Excerpts from a detection dataset ::
----
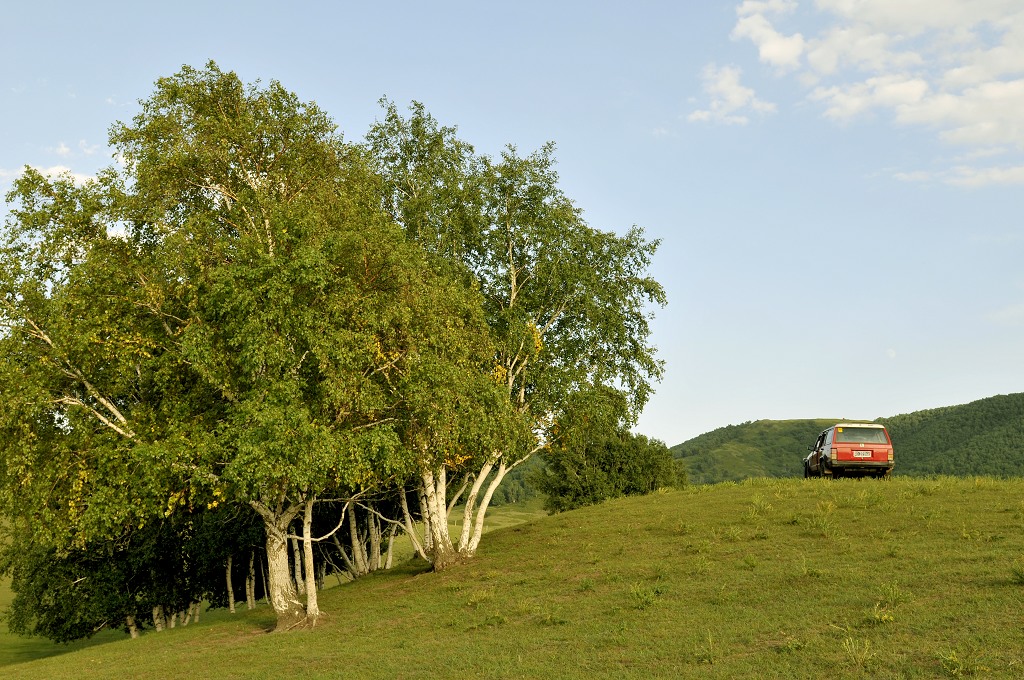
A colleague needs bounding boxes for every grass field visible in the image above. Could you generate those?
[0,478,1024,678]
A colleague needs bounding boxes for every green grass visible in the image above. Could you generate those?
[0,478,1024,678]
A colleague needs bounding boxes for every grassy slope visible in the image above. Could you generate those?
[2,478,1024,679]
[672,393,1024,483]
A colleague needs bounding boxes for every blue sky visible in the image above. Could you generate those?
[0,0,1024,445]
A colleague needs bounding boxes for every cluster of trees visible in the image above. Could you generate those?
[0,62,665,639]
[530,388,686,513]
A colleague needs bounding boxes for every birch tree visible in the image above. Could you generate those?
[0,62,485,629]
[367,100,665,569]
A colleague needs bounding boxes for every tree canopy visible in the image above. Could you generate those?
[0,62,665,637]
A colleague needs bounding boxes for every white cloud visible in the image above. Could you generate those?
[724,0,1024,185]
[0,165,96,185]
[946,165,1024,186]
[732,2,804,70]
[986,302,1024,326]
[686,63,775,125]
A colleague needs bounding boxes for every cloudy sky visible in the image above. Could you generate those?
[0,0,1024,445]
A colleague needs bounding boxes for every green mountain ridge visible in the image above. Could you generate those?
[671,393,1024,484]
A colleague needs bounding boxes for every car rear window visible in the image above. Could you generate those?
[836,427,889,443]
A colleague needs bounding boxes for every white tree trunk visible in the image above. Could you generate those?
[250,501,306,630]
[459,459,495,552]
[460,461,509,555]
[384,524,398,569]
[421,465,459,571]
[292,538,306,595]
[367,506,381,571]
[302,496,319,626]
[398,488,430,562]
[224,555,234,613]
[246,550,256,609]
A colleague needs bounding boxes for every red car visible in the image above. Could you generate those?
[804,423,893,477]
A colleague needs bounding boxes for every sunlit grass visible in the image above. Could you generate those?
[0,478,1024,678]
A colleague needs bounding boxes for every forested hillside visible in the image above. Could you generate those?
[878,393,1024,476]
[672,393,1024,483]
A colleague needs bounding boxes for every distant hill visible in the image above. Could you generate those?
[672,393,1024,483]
----
WHAT IS EXPECTED ::
Copy out each line of the material above that contains the string "white". Case counts.

OUTPUT ::
A colleague needs bounding boxes for every white cloud visible in the image above. Could you generate those?
A colleague needs bounding boxes for every white tree trunk visible in the image above. Could you generate those?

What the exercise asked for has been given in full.